Indefinite integrals are written in the form of `int f(x) dx = F(x) +C`

 where: `f(x)` as the integrand

           `F(x)` as the anti-derivative function 

           `C`  as the arbitrary constant known as constant of integration

For the given  integral problem `int sec^3(pix) dx` , we may evaluate this using u-substitution.

Let: `u = pix` then `du = pi dx` or  `(du)/pi =dx` .

The integral becomes:

`int sec^3(pix) dx =int sec^3(u) * (du)/pi`

 Apply the basic properties of integration: `int c*f(x) dx= c int f(x) dx` .
************
= OBJECTIVE A =
Reproduce the rows below word for word.
************
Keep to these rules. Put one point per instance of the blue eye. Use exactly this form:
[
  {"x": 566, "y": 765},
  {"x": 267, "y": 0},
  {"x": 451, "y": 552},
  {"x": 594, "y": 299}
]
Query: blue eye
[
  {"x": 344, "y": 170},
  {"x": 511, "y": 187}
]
************
= OBJECTIVE B =
From the integration text, quote the part that opens with the words containing "Indefinite integrals are" and closes with "this using u-substitution.".

= TASK RESULT A =
Keep to these rules. Put one point per instance of the blue eye. Use exactly this form:
[
  {"x": 566, "y": 765},
  {"x": 267, "y": 0},
  {"x": 451, "y": 552},
  {"x": 594, "y": 299}
]
Query: blue eye
[
  {"x": 344, "y": 170},
  {"x": 511, "y": 187}
]

= TASK RESULT B =
Indefinite integrals are written in the form of `int f(x) dx = F(x) +C`

 where: `f(x)` as the integrand

           `F(x)` as the anti-derivative function 

           `C`  as the arbitrary constant known as constant of integration

For the given  integral problem `int sec^3(pix) dx` , we may evaluate this using u-substitution.